**Record set:**
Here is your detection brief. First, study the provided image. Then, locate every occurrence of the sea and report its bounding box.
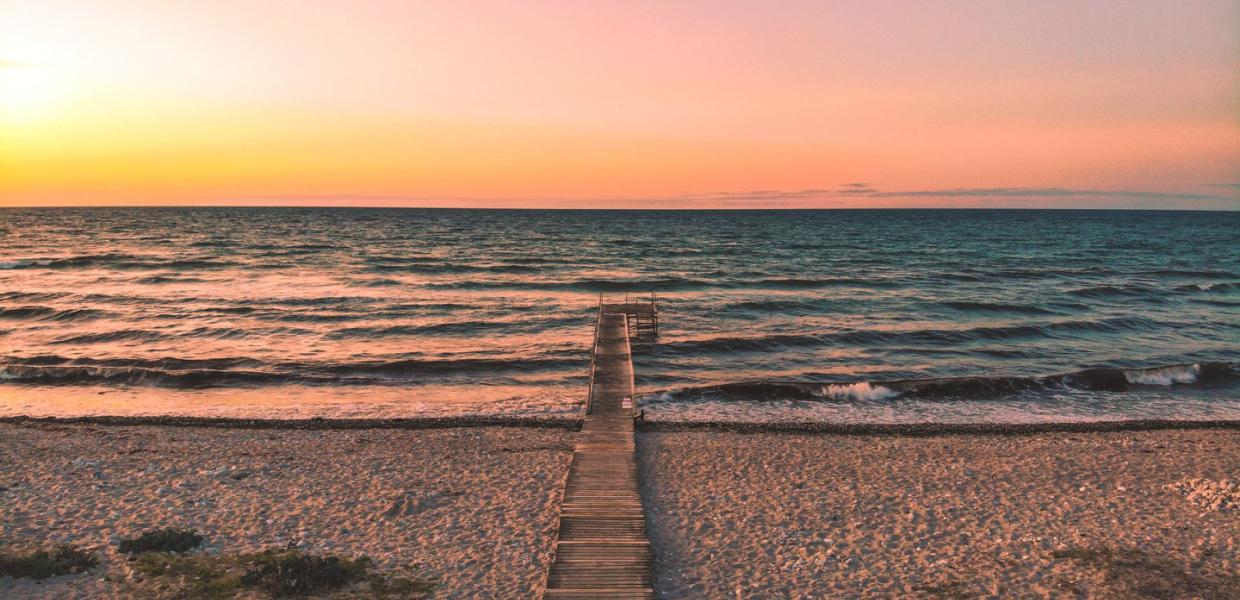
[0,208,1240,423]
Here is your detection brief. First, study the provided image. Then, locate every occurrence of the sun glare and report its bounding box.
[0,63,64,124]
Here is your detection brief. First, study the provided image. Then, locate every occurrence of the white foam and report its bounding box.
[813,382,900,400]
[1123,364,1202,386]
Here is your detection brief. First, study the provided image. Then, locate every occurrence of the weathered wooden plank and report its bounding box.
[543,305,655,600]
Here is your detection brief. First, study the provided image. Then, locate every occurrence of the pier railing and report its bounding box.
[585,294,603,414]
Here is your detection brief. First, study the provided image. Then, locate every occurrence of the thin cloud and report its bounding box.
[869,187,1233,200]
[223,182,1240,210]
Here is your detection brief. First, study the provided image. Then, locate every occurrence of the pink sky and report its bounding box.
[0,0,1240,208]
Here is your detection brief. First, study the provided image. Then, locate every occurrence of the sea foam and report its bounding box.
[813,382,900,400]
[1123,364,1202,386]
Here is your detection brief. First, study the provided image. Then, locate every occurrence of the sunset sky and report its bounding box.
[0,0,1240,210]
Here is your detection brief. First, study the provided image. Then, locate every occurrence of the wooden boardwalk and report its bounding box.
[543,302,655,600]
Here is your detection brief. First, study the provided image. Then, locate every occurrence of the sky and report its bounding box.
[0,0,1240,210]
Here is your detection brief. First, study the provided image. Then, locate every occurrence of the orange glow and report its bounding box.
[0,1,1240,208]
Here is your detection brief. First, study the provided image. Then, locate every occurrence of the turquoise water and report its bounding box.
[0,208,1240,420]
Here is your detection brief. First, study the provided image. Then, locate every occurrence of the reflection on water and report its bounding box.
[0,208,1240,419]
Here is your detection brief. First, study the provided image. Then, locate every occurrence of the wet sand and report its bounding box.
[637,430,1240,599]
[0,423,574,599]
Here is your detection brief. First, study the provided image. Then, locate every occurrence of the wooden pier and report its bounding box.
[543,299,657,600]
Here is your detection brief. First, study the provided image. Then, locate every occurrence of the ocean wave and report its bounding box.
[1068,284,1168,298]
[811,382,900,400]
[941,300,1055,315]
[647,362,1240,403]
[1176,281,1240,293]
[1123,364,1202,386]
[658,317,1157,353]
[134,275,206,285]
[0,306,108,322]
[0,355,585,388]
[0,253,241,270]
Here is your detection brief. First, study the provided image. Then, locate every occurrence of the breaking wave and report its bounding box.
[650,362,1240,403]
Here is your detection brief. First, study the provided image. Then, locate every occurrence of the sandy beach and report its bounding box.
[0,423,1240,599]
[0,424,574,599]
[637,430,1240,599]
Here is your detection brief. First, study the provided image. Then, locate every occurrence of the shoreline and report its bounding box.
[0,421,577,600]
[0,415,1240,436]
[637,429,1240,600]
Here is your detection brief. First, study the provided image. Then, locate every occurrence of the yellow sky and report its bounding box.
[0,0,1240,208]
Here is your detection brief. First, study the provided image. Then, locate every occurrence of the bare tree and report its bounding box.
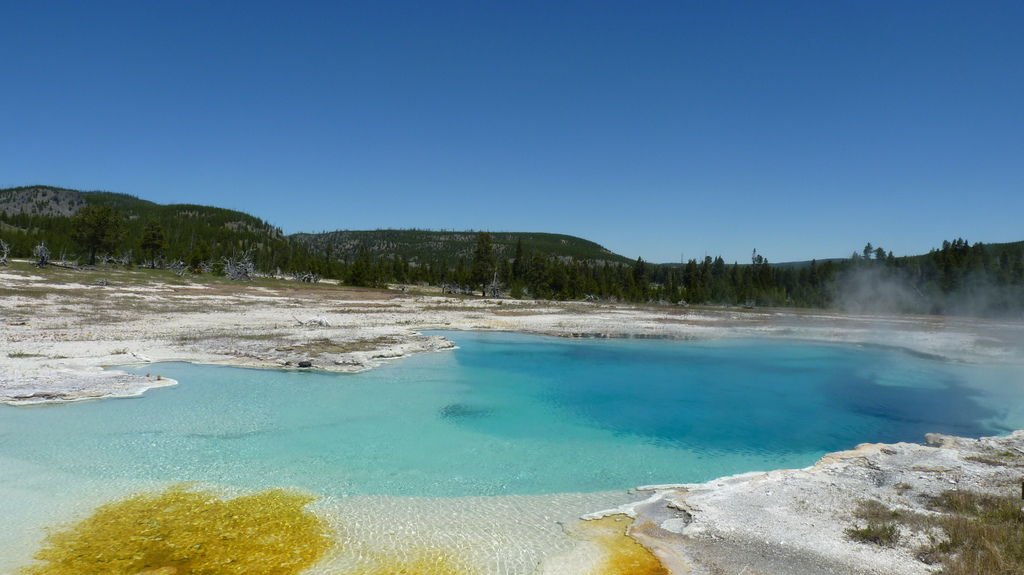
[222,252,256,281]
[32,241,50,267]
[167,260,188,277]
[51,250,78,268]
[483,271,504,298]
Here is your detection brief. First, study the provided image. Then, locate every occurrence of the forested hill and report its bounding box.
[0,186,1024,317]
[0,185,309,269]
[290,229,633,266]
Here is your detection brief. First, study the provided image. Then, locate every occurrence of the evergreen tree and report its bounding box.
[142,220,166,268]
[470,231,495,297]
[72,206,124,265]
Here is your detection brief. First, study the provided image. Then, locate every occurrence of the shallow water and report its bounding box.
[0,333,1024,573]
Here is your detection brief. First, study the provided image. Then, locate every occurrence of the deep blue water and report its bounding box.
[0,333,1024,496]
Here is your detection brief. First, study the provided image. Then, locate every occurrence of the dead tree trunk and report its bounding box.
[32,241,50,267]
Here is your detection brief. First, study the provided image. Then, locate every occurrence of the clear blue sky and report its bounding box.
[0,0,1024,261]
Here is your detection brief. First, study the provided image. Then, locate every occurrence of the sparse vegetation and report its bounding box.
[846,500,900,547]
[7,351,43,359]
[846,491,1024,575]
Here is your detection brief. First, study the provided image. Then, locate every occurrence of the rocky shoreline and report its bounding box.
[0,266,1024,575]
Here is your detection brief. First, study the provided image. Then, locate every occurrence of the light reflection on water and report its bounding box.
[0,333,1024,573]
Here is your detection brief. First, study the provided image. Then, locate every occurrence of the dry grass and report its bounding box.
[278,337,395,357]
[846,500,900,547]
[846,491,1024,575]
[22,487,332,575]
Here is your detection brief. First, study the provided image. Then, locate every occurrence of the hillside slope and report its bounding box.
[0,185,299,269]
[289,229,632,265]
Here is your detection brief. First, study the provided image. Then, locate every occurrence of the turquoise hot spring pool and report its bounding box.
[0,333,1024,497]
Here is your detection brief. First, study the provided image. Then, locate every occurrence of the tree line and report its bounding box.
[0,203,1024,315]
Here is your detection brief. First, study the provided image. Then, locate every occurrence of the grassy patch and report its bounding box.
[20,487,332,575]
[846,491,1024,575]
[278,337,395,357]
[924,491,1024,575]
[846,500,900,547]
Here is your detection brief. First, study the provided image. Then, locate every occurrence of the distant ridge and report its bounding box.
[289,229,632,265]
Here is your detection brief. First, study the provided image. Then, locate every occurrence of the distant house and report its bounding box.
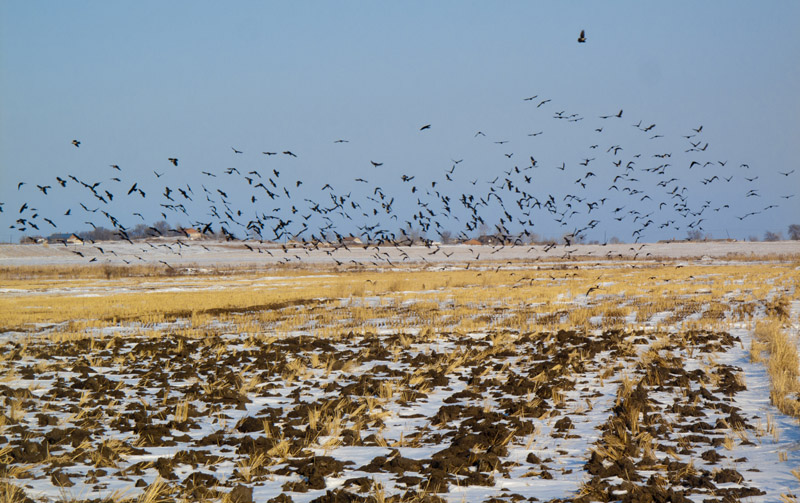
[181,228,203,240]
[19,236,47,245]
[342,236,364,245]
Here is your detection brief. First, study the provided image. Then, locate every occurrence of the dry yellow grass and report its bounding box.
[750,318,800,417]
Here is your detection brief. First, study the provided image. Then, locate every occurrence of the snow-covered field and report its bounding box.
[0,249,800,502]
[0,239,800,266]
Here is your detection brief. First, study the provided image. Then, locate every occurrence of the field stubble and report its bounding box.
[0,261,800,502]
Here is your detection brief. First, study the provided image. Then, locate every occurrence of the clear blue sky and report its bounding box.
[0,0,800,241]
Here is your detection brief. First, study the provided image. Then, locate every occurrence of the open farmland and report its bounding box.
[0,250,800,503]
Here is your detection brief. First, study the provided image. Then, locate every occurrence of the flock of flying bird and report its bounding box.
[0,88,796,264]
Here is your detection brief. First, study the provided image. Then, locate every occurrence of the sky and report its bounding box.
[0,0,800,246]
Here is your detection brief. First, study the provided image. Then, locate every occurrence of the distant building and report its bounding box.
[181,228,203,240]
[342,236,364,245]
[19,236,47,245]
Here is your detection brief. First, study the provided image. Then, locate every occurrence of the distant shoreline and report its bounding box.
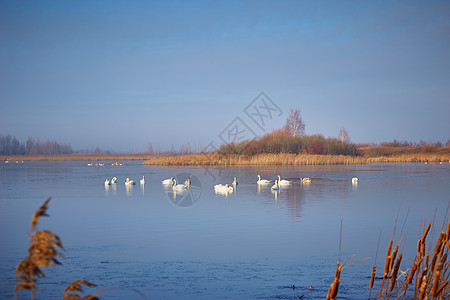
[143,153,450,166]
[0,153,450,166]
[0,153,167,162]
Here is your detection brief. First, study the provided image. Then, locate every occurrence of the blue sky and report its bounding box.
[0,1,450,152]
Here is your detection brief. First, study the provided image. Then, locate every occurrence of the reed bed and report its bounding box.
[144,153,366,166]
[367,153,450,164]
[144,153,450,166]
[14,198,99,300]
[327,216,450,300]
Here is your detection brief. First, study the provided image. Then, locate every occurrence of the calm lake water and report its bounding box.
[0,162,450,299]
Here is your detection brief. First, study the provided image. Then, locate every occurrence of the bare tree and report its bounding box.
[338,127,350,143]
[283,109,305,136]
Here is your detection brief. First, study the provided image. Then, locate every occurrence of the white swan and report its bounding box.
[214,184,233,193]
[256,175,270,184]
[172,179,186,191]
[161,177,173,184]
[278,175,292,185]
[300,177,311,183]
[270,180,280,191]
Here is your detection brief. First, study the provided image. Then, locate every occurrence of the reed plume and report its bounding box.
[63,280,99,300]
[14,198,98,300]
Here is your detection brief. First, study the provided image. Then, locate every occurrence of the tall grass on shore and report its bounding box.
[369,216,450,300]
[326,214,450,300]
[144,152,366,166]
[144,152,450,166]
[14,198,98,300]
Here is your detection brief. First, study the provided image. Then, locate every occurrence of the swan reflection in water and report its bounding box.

**Task objective:** Rename "detection brief" to "localization brief" throughout the data, from its start down to and including the line containing "[0,63,64,124]", and reproduce only those lines with everything else unchanged. Leave the pictures out of your answer.

**Result:**
Here is your localization brief. First, study the provided image. Then, locate every occurrence of the sea and report its bounding box.
[0,208,1240,423]
Here is your localization brief. First, study the provided image. Then, locate every occurrence of the sun glare and report its bounding box.
[0,63,64,124]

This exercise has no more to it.